__Task directions__
Could the lines from the one with "compact like (367,261)." through the end of the listing be restated exactly, with nothing else included?

[Saved data entries]
- - -

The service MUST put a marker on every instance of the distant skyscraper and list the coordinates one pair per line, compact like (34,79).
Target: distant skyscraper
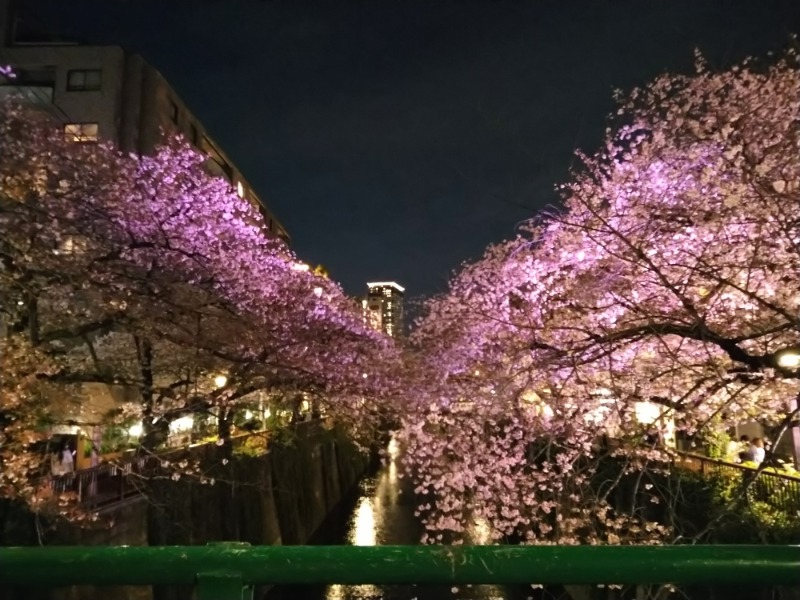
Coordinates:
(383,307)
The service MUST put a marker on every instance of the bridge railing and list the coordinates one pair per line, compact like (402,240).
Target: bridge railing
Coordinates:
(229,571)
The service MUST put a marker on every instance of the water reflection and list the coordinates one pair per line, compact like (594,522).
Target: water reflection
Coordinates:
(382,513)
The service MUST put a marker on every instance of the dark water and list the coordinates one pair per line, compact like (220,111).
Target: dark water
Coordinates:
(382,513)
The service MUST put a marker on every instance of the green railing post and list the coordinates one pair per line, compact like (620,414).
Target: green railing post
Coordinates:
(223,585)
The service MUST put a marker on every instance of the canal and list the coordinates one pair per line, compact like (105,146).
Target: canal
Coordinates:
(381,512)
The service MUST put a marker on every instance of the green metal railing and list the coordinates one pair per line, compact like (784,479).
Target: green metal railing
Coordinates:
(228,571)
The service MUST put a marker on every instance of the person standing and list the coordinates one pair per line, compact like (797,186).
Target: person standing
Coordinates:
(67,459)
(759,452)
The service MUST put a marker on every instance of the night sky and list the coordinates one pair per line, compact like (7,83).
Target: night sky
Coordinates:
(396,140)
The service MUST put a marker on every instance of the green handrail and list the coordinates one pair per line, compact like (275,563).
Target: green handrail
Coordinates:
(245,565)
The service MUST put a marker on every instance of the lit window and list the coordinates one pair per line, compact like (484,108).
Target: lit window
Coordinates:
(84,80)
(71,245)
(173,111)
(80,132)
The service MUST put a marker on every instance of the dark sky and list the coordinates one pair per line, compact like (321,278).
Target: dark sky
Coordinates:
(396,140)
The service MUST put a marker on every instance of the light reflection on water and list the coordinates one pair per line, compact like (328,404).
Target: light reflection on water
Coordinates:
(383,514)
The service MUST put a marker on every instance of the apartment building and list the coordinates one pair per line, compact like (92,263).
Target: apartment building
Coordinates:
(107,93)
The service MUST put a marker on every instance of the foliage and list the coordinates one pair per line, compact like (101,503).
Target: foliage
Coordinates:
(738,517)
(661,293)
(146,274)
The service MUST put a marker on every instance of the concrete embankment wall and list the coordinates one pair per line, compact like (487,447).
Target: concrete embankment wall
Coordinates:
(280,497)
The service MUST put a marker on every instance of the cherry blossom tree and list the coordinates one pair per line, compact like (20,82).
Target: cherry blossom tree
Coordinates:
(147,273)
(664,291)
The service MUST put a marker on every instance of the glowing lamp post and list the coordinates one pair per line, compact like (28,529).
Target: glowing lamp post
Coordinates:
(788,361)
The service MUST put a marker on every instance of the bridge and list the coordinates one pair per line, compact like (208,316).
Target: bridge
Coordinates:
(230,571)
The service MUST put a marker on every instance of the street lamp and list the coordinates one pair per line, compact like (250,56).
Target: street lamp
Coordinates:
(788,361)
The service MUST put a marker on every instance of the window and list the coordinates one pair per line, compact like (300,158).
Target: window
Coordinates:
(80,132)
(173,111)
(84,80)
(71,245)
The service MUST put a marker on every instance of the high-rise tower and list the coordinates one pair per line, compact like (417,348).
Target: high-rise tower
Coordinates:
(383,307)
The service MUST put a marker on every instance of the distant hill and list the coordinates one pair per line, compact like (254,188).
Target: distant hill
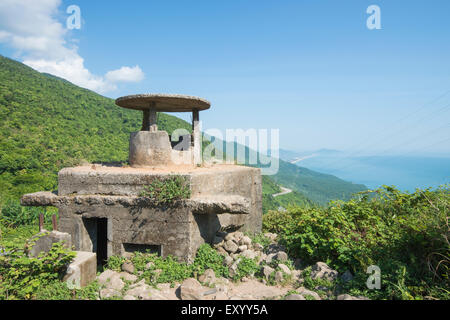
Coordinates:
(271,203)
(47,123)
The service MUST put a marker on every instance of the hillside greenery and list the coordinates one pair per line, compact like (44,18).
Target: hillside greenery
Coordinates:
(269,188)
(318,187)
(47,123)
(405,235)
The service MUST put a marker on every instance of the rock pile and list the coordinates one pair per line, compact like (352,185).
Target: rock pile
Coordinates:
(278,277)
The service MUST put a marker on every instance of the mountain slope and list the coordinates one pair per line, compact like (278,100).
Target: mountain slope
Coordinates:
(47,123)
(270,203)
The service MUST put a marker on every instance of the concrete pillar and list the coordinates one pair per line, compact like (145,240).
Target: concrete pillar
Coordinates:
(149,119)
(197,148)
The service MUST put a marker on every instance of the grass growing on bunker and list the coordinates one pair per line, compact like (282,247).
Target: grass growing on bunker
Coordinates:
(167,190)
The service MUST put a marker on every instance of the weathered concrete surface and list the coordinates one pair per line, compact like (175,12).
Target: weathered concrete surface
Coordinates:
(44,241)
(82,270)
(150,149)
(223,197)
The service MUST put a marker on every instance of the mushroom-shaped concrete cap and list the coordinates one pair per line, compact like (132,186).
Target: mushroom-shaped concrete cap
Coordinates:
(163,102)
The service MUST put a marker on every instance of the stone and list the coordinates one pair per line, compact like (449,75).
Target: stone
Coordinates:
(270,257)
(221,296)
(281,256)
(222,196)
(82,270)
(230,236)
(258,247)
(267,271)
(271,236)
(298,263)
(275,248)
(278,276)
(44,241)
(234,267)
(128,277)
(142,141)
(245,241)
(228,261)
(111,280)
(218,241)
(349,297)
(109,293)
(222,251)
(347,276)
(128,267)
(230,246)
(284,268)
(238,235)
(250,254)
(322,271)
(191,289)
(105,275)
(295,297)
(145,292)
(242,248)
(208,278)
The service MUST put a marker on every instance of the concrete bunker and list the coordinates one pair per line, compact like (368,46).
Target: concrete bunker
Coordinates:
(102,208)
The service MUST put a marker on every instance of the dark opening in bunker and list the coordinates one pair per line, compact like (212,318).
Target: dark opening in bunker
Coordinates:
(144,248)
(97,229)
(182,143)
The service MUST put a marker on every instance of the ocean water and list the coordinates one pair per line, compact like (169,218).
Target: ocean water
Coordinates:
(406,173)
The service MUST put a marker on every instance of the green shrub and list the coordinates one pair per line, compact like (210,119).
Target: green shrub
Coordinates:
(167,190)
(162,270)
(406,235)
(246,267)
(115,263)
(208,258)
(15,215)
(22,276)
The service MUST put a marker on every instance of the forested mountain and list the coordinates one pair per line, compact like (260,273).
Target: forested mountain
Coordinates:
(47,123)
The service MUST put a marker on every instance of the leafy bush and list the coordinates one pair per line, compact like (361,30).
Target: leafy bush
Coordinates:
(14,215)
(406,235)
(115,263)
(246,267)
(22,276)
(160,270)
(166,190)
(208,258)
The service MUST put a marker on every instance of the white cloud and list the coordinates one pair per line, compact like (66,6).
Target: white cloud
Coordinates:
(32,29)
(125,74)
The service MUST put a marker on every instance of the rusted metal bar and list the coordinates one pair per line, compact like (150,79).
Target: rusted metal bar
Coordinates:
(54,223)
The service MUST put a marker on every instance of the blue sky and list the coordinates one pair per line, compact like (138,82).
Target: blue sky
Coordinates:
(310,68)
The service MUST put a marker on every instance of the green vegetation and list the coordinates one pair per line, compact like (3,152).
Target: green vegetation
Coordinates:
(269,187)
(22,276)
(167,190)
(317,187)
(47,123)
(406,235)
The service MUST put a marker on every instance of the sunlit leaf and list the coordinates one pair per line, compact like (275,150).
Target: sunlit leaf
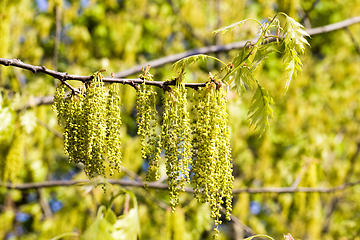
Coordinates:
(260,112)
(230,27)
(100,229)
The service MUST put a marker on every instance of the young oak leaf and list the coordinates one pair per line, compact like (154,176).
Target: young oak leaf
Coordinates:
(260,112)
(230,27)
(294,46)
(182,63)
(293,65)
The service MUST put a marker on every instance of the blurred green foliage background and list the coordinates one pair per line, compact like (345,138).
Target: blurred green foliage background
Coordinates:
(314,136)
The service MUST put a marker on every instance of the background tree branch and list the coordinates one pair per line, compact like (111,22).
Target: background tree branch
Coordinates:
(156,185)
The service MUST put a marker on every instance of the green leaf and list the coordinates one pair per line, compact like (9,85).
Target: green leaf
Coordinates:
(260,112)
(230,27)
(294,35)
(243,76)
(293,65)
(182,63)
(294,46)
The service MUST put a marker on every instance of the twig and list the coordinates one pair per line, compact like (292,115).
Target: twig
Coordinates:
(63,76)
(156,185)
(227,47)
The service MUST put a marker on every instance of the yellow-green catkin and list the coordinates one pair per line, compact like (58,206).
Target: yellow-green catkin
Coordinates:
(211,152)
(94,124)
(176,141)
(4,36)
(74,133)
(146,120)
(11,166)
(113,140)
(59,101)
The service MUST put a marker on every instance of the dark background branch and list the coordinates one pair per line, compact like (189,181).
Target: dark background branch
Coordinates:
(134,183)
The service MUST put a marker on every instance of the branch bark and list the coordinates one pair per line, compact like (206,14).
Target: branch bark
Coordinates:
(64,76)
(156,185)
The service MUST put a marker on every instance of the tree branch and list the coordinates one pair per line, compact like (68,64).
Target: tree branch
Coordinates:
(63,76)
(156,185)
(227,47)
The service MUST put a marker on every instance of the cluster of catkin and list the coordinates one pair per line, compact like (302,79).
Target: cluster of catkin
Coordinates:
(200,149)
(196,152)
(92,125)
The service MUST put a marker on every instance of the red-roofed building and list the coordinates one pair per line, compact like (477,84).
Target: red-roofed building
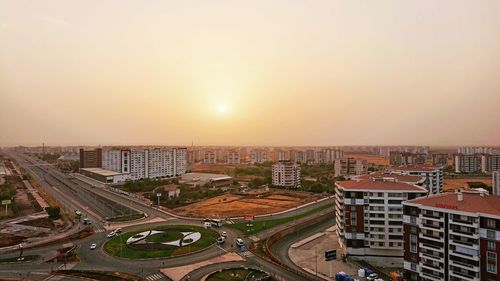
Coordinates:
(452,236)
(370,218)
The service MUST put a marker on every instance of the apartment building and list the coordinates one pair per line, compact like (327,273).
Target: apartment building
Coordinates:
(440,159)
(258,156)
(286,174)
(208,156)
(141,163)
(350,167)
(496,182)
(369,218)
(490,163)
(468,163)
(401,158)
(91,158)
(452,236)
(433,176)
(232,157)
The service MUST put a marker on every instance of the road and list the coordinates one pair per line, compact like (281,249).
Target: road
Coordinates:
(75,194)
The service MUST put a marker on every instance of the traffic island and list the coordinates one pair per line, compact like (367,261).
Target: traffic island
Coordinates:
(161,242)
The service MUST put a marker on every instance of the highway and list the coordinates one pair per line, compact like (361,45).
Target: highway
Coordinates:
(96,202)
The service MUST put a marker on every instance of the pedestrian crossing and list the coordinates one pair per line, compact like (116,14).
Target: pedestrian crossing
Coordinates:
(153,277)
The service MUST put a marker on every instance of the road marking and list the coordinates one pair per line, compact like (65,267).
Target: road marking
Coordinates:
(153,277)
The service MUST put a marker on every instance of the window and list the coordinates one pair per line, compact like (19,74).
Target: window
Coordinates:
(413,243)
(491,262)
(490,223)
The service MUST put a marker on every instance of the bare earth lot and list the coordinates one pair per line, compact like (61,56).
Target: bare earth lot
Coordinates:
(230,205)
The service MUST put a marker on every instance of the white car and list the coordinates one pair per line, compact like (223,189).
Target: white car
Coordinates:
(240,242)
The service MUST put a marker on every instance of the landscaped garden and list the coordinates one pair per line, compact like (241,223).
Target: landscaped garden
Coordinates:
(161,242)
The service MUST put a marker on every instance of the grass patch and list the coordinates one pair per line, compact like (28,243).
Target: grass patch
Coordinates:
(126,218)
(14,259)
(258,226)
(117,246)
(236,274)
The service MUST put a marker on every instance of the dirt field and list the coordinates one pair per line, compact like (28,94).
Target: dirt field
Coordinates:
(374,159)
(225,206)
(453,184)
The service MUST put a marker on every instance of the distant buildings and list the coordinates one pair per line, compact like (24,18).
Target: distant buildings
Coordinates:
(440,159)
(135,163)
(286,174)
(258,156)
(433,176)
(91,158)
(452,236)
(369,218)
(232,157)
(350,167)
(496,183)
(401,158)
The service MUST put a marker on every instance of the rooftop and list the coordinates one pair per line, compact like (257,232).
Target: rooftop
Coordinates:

- - -

__Answer below__
The service MUST put a marker on every instance of the traffic island and list the coordinates one pair per line, compact like (367,261).
Target: traffic island
Coordinates:
(161,242)
The service MUST put a marker on every instance of the highway and list the coordinates one pair per line, compact like (361,45).
Target: highway
Coordinates:
(96,202)
The service MUST put a marker on every instance of the pedestrian crossing and list the coordinates one pair per line, compact like (116,14).
Target: pedestrian crossing
Coordinates:
(153,277)
The service MUST put a marker on every instance of the road marking and list the coordinates one pair per line, compact like (65,267).
Target: road marking
Coordinates:
(153,277)
The service MUST put a marker on every instance of the window and list the coordinates one pair per line, compact like (19,74).
Target: window
Coordinates:
(413,243)
(491,262)
(490,223)
The service MUST put a marker on every instance of the bare earth lot and list the coordinates one pair per line, compact like (61,56).
Target: bare earth lot
Coordinates:
(230,205)
The service MUST put a marker on every instance of the white car and list the coordinates one pair per line, compact like (223,189).
Target: white car
Coordinates:
(240,242)
The service MUST put a marker on every instance of the landscaped garden and list the coordinates one pair per line, compact like (241,223).
Target: landscaped garden
Coordinates:
(161,242)
The service MUST put a marker on every instance of the grass patch and list the coordinates one pair per line, compact like (28,243).
Target: grass patch
Coordinates:
(126,218)
(14,259)
(258,226)
(117,246)
(236,274)
The service MUST put a marker on every instance of the dirt field and list the coordinates one pair per line, compact like (28,94).
Target: dirt field
Coordinates:
(374,159)
(225,206)
(453,184)
The service MUST put a marker on every instance of the distant buildings and list the coordinates one pair per line, compact like (24,18).
Target: distant buildings
Coordinates:
(440,159)
(135,163)
(286,174)
(258,156)
(433,176)
(91,158)
(452,236)
(369,218)
(232,157)
(350,167)
(496,183)
(401,158)
The service MUST put a marker on every instance of the rooftop and list the coordinates one pair per line, compact like (257,232).
Target: rooftop
Coordinates:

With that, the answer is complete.